Página:
-------------------------

Passados uns tempos, já em 2000, fui contactada novamente pela  Sra. Toraya Obaid  da UNFPA e nessa altura recebi então uma carta oficial de Kofi Annan a fazer o convite formal para abraçar esta missão voluntária e participar numa reunião de trabalho de Embaixadores de Boa Vontade e Mensageiros da Paz, que teve lugar na sede das Nações Unidas em 2001.

“Foi com enorme alegria e sentido de responsabilidade que vivi este momento. Cargo esse que tem sido renovado pelos sucessivos Diretores do UNFPA e Secretários-Gerais da ONU. Com o anterior SG Ban Ki moon, fui considerada uma das personalidades “Campeãs dos ODM”. Tem sido uma aprendizagem constante e um desafio diário.”

2. Quais são as suas principais responsabilidades enquanto embaixadora das Nações Unidas para o Fundo da População?

Efectivamente o que é esperado de nós é que ponhamos determinados assuntos nas agendas públicas e políticas no quadro do que é o Plano de Ação da CIPD e das conferências e compromissos que sucederam a esta importante conferência das Nações Unidas e mandato do UNFPA: igualdade de oportunidades e de género, as questões da não discriminação e não violência, da inclusão social, da saúde sexual e reprodutiva e direitos reprodutivos, da participação dos jovens e dos direitos das meninas e raparigas, da saúde materna, das práticas nefastas contra a saúde das raparigas e das mulheres, dos casamentos infantis e forçados, combinados ou precoces, da mutilação genital feminina, etc.

-------------------------

Linhas de dados:

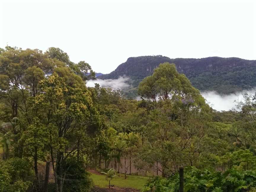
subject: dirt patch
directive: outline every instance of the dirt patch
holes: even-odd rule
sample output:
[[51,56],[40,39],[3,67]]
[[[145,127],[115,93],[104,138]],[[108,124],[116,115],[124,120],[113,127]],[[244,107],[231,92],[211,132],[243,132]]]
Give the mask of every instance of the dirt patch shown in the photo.
[[91,191],[91,192],[139,192],[140,190],[131,188],[121,188],[116,187],[111,188],[101,188],[95,187]]
[[102,174],[101,174],[99,172],[97,171],[96,171],[96,170],[94,170],[92,169],[89,169],[87,170],[87,171],[90,172],[91,173],[93,173],[93,174],[95,174],[95,175],[102,175]]

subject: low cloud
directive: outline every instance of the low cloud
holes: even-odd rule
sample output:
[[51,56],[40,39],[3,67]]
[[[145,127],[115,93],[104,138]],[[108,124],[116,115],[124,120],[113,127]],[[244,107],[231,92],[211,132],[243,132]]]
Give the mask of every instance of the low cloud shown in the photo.
[[236,104],[234,101],[243,101],[244,99],[243,94],[254,95],[255,90],[256,87],[249,90],[244,90],[228,95],[220,95],[215,91],[204,92],[201,94],[212,108],[218,111],[226,111],[233,108],[237,110],[236,106]]
[[[113,89],[120,89],[123,91],[131,87],[132,86],[127,83],[129,80],[128,77],[120,77],[117,79],[97,79],[89,81],[87,85],[89,87],[94,87],[95,84],[98,83],[103,87],[111,88]],[[249,90],[245,90],[228,95],[220,95],[215,91],[205,91],[201,92],[201,94],[213,109],[218,111],[226,111],[233,108],[237,110],[236,106],[236,103],[234,101],[242,101],[243,94],[254,95],[255,90],[256,87]],[[136,99],[138,100],[141,99],[140,96],[137,97]]]
[[111,88],[113,89],[119,88],[121,90],[124,90],[131,87],[131,85],[127,83],[129,80],[129,78],[123,77],[120,77],[117,79],[97,79],[89,81],[87,85],[88,87],[94,87],[95,83],[98,83],[102,87]]

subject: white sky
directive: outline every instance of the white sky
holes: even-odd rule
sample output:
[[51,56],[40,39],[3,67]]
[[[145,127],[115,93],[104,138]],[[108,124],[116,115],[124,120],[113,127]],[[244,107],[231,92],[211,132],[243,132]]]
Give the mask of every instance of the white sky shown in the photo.
[[256,60],[253,1],[30,1],[0,3],[0,47],[58,47],[105,73],[141,55]]

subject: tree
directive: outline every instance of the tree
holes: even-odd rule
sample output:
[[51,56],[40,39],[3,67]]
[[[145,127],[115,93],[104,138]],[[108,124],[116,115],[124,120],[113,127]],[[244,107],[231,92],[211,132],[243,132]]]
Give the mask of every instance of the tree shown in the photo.
[[108,181],[108,187],[110,188],[110,181],[115,177],[117,177],[116,175],[116,170],[113,169],[111,169],[106,173],[104,172],[100,172],[101,173],[106,175],[105,179]]
[[[147,96],[148,90],[156,93],[158,101]],[[203,143],[211,118],[210,109],[199,91],[177,72],[174,64],[168,63],[159,65],[150,77],[143,80],[139,91],[143,97],[153,98],[155,103],[145,129],[143,160],[153,167],[156,162],[160,163],[163,177],[180,166],[198,162],[199,157],[208,151]]]

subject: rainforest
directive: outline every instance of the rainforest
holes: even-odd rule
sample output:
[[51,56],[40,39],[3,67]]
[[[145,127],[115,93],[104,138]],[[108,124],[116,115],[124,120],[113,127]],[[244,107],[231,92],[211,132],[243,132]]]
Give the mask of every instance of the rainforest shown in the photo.
[[256,191],[256,95],[214,110],[171,61],[136,100],[60,48],[0,49],[0,192]]

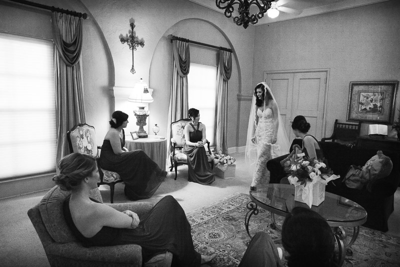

-------------------------

Problema proposto A: Transcreva fielmente o trecho da página desde "Passados uns tempos, já" até "Fundo da População?".
Problema proposto B: Diga se cada afirmação concorda com a página, respondendo sim ou não e citando as palavras exatas da página que o decidem: (i) A carta oficial de Kofi Annan foi recebida em 2000. (ii) A reunião de trabalho de Embaixadores de Boa Vontade e Mensageiros da Paz decorreu em 2000. (iii) Com Ban Ki moon, foi considerada uma das personalidades "Campeãs dos ODM".
Os registos não têm qualquer papel nesta tarefa.

Resposta completa A:
Passados uns tempos, já em 2000, fui contactada novamente pela  Sra. Toraya Obaid  da UNFPA e nessa altura recebi então uma carta oficial de Kofi Annan a fazer o convite formal para abraçar esta missão voluntária e participar numa reunião de trabalho de Embaixadores de Boa Vontade e Mensageiros da Paz, que teve lugar na sede das Nações Unidas em 2001.

“Foi com enorme alegria e sentido de responsabilidade que vivi este momento. Cargo esse que tem sido renovado pelos sucessivos Diretores do UNFPA e Secretários-Gerais da ONU. Com o anterior SG Ban Ki moon, fui considerada uma das personalidades “Campeãs dos ODM”. Tem sido uma aprendizagem constante e um desafio diário.”

2. Quais são as suas principais responsabilidades enquanto embaixadora das Nações Unidas para o Fundo da População?

Resposta completa B:
(i) Sim: "Passados uns tempos, já em 2000," e "nessa altura recebi então uma carta oficial de Kofi Annan".
(ii) Não: "que teve lugar na sede das Nações Unidas em 2001".
(iii) Sim: "Com o anterior SG Ban Ki moon, fui considerada uma das personalidades “Campeãs dos ODM”."